## Start SUPPLIED MATERIAL

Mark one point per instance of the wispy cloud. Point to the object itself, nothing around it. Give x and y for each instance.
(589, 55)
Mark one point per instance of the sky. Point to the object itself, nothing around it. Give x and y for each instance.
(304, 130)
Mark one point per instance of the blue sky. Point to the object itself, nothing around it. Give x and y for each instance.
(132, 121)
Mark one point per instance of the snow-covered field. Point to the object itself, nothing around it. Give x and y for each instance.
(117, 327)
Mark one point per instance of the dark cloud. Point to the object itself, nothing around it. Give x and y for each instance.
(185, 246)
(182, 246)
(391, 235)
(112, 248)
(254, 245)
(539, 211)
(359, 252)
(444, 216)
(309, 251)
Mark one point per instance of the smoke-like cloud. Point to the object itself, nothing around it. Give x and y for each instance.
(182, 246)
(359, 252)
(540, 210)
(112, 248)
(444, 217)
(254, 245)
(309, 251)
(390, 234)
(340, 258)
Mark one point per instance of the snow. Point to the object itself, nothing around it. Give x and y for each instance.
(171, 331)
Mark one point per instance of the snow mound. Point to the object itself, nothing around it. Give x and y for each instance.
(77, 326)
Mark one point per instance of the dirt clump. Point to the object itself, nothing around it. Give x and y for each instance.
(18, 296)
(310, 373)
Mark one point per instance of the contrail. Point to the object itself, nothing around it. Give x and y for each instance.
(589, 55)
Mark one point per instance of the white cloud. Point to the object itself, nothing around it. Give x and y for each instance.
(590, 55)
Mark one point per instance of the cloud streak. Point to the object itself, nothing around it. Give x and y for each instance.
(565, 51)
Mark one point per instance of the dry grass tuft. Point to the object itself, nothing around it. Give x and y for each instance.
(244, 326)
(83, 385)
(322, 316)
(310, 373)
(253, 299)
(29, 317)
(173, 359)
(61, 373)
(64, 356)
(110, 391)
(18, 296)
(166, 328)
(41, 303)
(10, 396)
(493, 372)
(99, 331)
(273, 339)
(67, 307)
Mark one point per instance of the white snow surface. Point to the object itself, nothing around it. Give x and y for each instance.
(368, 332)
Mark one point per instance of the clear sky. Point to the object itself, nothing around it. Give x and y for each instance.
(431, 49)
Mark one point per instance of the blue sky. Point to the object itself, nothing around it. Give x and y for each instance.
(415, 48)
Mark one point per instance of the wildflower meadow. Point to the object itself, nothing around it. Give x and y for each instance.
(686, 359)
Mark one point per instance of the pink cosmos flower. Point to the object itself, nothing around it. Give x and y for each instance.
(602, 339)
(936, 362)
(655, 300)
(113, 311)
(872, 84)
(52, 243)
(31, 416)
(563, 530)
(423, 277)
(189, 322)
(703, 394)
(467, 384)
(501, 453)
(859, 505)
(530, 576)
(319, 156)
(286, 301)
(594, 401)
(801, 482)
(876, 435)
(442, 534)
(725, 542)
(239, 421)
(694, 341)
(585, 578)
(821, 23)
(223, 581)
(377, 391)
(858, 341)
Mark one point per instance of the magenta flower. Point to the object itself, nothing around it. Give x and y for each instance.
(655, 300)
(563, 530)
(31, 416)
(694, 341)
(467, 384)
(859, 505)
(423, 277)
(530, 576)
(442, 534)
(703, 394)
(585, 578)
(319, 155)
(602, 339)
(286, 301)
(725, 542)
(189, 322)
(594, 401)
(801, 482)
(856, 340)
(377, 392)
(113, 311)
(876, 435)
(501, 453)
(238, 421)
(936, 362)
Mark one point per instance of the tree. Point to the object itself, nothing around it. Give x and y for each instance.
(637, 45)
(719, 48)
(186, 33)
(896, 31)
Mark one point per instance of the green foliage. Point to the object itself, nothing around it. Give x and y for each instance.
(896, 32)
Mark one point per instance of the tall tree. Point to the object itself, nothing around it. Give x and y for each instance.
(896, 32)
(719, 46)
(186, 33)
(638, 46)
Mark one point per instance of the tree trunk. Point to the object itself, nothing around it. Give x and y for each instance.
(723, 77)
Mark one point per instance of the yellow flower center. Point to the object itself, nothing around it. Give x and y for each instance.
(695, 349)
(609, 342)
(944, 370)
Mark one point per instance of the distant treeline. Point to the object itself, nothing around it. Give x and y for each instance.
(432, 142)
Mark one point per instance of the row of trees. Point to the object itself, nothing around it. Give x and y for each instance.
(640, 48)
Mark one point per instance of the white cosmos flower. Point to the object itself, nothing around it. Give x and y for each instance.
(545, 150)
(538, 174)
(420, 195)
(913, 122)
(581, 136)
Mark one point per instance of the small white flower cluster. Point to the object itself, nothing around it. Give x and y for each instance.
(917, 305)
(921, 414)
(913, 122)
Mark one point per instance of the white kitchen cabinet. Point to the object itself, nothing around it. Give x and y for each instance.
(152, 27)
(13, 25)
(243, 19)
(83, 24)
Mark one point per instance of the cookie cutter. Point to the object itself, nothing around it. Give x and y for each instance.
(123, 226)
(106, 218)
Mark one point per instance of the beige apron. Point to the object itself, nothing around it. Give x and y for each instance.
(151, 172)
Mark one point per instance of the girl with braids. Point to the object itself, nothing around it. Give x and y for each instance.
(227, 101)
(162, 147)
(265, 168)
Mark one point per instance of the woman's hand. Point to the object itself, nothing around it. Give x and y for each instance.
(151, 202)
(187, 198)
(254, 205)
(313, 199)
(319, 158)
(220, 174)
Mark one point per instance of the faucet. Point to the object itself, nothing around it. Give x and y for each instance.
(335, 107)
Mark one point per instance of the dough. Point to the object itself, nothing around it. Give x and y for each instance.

## End SUPPLIED MATERIAL

### EXERCISE TASK
Write each line above out exactly.

### RESPONSE TO THE EXERCISE
Mark one point per instance of the wispy cloud. Point to the object itself, nothing around it. Give x and y for each instance.
(589, 55)
Mark one point per instance of the sky. Point to the object itself, nothing around it. Give x and y for each instance.
(304, 130)
Mark one point per instance of the blue sky. Point to the object itself, nothing around it. Give x and y for each instance.
(132, 121)
Mark one point per instance of the snow-covered field. Point to the object itself, nothing around it. Give x and y for each instance.
(117, 327)
Mark one point per instance of the dark cloud. Point to the object itself, nothing around it. Give x and y for each instance.
(185, 246)
(182, 246)
(391, 235)
(112, 248)
(254, 245)
(539, 211)
(359, 252)
(444, 216)
(309, 251)
Mark one point per instance of the smoke-like cloud. Point to the object itself, nothing around it. Give x and y for each instance.
(182, 246)
(359, 252)
(540, 210)
(112, 248)
(444, 217)
(254, 245)
(309, 251)
(390, 234)
(340, 258)
Mark one point per instance of the snow. Point to the object itself, nothing around it. Give x and y for each instance.
(171, 331)
Mark one point per instance of the snow mound. Point to the object itself, nothing around it. Give x and y for each instance.
(77, 326)
Mark one point per instance of the dirt clump. Point to the object itself, nothing around it. Give x and y for each instance.
(18, 296)
(310, 373)
Mark one point per instance of the contrail. Point to the object itself, nothing around it. Give x and y for each instance.
(589, 55)
Mark one point per instance of the white cloud. Point to the object itself, nothing around it. Give x and y for each instance.
(590, 55)
Mark one point per instance of the cloud streak. Point to the object itself, nothing around it. Give x and y for each instance.
(565, 51)
Mark one point per instance of the dry grass tuft. Point to the object itself, nothing around it. Give x and y for each instance.
(244, 326)
(83, 385)
(322, 316)
(310, 373)
(253, 299)
(29, 317)
(173, 359)
(61, 373)
(64, 356)
(110, 391)
(18, 296)
(166, 328)
(41, 303)
(10, 396)
(493, 372)
(99, 331)
(273, 339)
(67, 307)
Mark one point per instance of the white snow surface. Point to the object itself, nothing around it. Give x and y for each instance.
(368, 332)
Mark one point per instance of the clear sky. Point to the object itself, nothing around it. Give x and y for each instance.
(431, 49)
Mark one point per instance of the blue sky. Point to the object itself, nothing around it. Give x and y for each instance.
(415, 48)
Mark one point per instance of the wildflower meadow. Point to the object itself, nothing around it. Give x and y for each instance.
(686, 359)
Mark one point per instance of the pink cosmos flower. Point to the object itself, nothing around it. Give x and y for each instance.
(602, 339)
(936, 362)
(655, 300)
(113, 311)
(872, 84)
(52, 243)
(31, 416)
(563, 530)
(423, 277)
(189, 322)
(703, 394)
(467, 384)
(501, 453)
(859, 505)
(530, 576)
(319, 156)
(286, 301)
(594, 401)
(801, 482)
(876, 435)
(442, 534)
(725, 542)
(239, 421)
(694, 341)
(585, 578)
(821, 23)
(223, 581)
(377, 391)
(858, 341)
Mark one point per instance of the magenta flower. Point to the object itself, nothing around it. Give x and y for each instance.
(655, 300)
(563, 530)
(31, 416)
(694, 341)
(467, 384)
(859, 505)
(423, 277)
(530, 576)
(442, 534)
(703, 394)
(585, 578)
(319, 155)
(602, 339)
(286, 301)
(725, 542)
(189, 322)
(594, 401)
(801, 482)
(856, 340)
(377, 392)
(113, 311)
(876, 435)
(501, 453)
(238, 421)
(936, 362)
Mark one point per instance of the tree. Point to the object itself, nothing around it. Give x and y for each instance.
(637, 45)
(719, 48)
(186, 33)
(896, 31)
Mark one point per instance of the green foliage. Point to the object itself, nothing around it. Give x and y for each instance.
(896, 32)
Mark one point per instance of the tall tree. Point to the object itself, nothing around it. Give x and y for each instance.
(896, 32)
(719, 46)
(186, 33)
(638, 46)
Mark one point per instance of the tree trunk. Point to the object itself, nothing around it. Give x and y for each instance.
(723, 77)
Mark one point per instance of the yellow flower center. Point to the object itself, nothing around it. Give x and y for each instance.
(695, 349)
(609, 342)
(944, 370)
Mark one point per instance of the distant treeline. Point to the object itself, nothing around it. Give x and y for each instance.
(432, 142)
Mark one point per instance of the row of trees. Point to the object itself, nothing around it. Give x and y for each instance.
(640, 48)
Mark one point per instance of the white cosmos flower. Point to the object itself, nothing around it. Give x and y for each instance.
(545, 150)
(538, 174)
(420, 195)
(913, 122)
(581, 136)
Mark one point per instance of the small white flower cluster. Point to the object itself, nothing around it. Give x and y for each instance.
(917, 305)
(921, 414)
(913, 122)
Mark one point per instance of the white kitchen cabinet. Point to the object itself, nothing around it. Give x and y for each instance.
(152, 27)
(13, 25)
(243, 19)
(83, 24)
Mark one point per instance of the cookie cutter. Point to the object itself, nothing around it. Give x and y for each instance.
(123, 226)
(106, 218)
Mark one point per instance of the beige apron. Point to the object itself, nothing around it. Give x and y for each instance.
(151, 172)
Mark one point per instance of the girl with braids. Point to the object itself, nothing around it. Give x and y for each instance.
(227, 101)
(162, 147)
(265, 168)
Mark one point per instance of the woman's hand. Point to the object itself, nothing around it. Give x and y for each instance.
(151, 202)
(187, 198)
(254, 205)
(313, 199)
(319, 158)
(220, 174)
Mark one point per instance of the faucet. Point to the object itself, nothing around it. Give x and y for each instance.
(335, 107)
Mark one point per instance of the dough. Point to the object itself, nothing around it. Give x and y for each instance.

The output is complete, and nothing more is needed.